Where the string "upper" appears in a line of the material below, copy that line.

### PROVIDED RECORDS
● ● ● ●

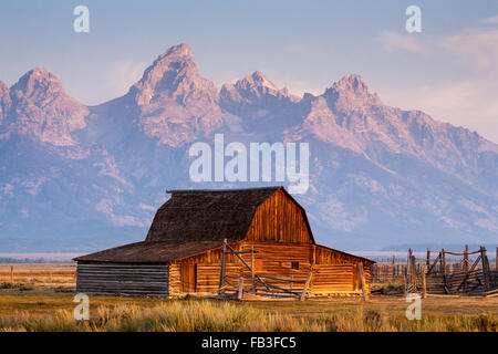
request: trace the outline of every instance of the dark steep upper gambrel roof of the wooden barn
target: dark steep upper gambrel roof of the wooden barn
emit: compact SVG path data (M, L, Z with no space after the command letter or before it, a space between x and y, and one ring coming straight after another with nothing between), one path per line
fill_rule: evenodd
M304 209L283 187L267 187L172 190L172 198L157 210L146 241L241 241L249 230L256 209L279 189L303 211L313 239Z

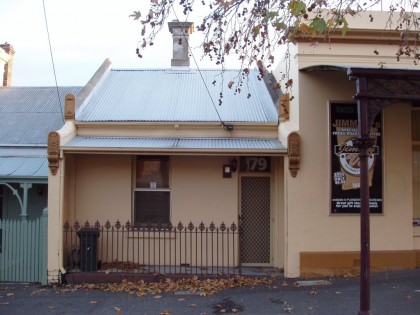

● ● ● ●

### TASK OUTPUT
request: trace the outline of every instance of the dark steep upper gambrel roof of the wooden barn
target: dark steep upper gambrel roof of the wooden barn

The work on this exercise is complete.